Ciclo de Debates sobre Direitos Humanos na América Latina discute memória e justiça na ditadura na Argentina
Evento semestral promove reflexões sobre as transições democráticas na região; nesta edição, o tema central foi o processo de redemocratização na Argentina, com palestra da professora italiana Marzia Rosti

Dar destaque às violações dos direitos humanos ocorridas durante os regimes autoritários na América Latina e estimular uma análise crítica sobre os impactos deixados por esses períodos no cenário atual. Essa é a proposta principal do Ciclo de Debates sobre Direitos Humanos na América Latina, promovido pelo Programa de Pós-Graduação em Direitos Humanos (PPGD) da Universidade Tiradentes (Unit), que acontece a cada semestre desde 2018. Realizado em três encontros por semestre, o ciclo já se firmou como um espaço para o compartilhamento científico e uma discussão aprofundada acerca dos direitos humanos.
Na edição desta sexta-feira, 11, a convidada foi a professora italiana Marzia Rosti, da Universidade de Milão, que possui amplo reconhecimento por sua expertise em ditaduras e processos de transição democrática na América Latina, com ênfase na Argentina. Sua conferência, intitulada “Memória, Verdade e Justiça na Ditadura Cívico-Militar e suas Vítimas na Argentina”, trouxe uma reflexão detalhada sobre os obstáculos enfrentados pelo país para restaurar a democracia e garantir justiça às vítimas do regime militar.

DADOS REGISTRADOS:
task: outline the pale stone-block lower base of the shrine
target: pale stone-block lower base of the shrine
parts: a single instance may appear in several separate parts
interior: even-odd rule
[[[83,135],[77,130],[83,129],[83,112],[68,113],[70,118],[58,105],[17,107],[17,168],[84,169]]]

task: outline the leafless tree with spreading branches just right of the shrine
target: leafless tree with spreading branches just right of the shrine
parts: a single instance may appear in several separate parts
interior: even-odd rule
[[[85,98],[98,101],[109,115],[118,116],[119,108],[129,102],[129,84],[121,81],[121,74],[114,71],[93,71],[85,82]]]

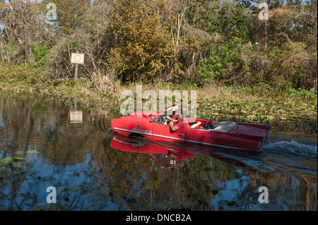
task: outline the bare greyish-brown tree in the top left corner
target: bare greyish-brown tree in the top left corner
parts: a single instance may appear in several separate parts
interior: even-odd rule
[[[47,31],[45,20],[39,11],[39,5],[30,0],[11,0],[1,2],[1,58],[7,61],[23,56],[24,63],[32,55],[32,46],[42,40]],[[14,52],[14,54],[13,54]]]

---

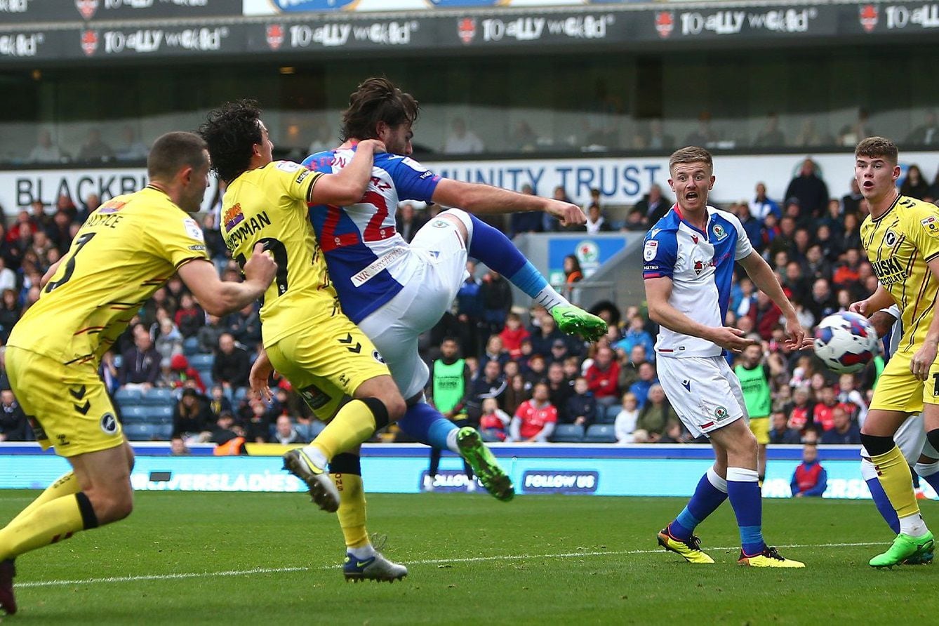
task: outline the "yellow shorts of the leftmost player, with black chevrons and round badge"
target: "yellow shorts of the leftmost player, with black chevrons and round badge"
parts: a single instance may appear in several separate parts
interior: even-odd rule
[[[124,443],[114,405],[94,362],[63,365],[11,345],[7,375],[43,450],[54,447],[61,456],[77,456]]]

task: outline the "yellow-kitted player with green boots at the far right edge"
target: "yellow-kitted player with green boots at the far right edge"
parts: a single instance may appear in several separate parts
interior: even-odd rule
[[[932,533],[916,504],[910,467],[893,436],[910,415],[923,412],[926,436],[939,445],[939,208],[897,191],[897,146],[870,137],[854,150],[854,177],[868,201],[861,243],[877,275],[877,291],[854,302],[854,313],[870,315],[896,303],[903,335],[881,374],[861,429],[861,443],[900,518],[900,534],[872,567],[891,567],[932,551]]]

* * *

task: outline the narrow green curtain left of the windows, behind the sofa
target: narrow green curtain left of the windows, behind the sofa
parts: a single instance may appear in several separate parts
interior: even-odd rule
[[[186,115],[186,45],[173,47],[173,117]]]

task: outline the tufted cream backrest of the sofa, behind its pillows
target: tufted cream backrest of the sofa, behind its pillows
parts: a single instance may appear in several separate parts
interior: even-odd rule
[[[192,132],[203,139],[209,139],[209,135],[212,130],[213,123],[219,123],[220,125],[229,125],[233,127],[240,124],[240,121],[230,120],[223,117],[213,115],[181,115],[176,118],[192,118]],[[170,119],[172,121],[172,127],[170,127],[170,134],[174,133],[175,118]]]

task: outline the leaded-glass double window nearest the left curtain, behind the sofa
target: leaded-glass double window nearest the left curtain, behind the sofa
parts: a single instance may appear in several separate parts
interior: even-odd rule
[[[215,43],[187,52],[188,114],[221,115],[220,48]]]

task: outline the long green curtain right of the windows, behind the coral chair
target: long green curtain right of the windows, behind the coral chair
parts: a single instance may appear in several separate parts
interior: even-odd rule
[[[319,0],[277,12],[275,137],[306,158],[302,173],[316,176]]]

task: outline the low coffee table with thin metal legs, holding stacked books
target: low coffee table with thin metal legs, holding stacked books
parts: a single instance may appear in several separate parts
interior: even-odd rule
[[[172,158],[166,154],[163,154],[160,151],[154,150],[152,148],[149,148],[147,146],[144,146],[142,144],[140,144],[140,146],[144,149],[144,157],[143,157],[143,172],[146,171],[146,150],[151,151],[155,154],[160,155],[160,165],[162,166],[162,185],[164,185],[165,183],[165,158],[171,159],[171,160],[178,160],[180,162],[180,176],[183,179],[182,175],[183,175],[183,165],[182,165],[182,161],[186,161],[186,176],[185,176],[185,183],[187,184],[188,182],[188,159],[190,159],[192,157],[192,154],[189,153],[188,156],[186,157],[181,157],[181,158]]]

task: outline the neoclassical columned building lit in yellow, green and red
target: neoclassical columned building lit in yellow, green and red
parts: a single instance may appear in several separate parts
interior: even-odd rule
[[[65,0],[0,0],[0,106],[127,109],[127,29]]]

TAREFA PROPOSTA: Por favor, continue a notícia sobre o Ciclo de Debates sobre Direitos Humanos na América Latina a partir do ponto em que ela termina. As linhas não são necessárias para o que se pede aqui.

PROBLEMA RESOLVIDO:
Reflexões profundas e conexões com os dias atuais
Em sua fala, Rosti relembrou momentos marcantes da redemocratização argentina, como a eleição de Raúl Alfonsín em 1983, considerada o marco do retorno ao regime democrático. Ela destacou simbolismos adotados por Alfonsín, como tomar posse em 10 de dezembro, Dia Internacional dos Direitos Humanos, e discursar no Cabildo – um prédio histórico ligado aos movimentos de independência – em vez da tradicional sacada da Casa Rosada. “Esses gestos demonstraram claramente uma ruptura com o passado autoritário e uma reafirmação do compromisso com a democracia”, explicou.
Outro ponto ressaltado foi a criação da Comissão Nacional sobre o Desaparecimento de Pessoas (CONADEP), responsável por investigar os abusos cometidos durante a ditadura. O trabalho da comissão resultou no relatório “Nunca Más”, que documentou a existência de mais de 360 centros de detenção clandestinos e cerca de 8.960 desaparecidos. “Esse relatório foi inédito na América Latina e serviu de referência para outros países da região, como o Brasil”, apontou Rosti.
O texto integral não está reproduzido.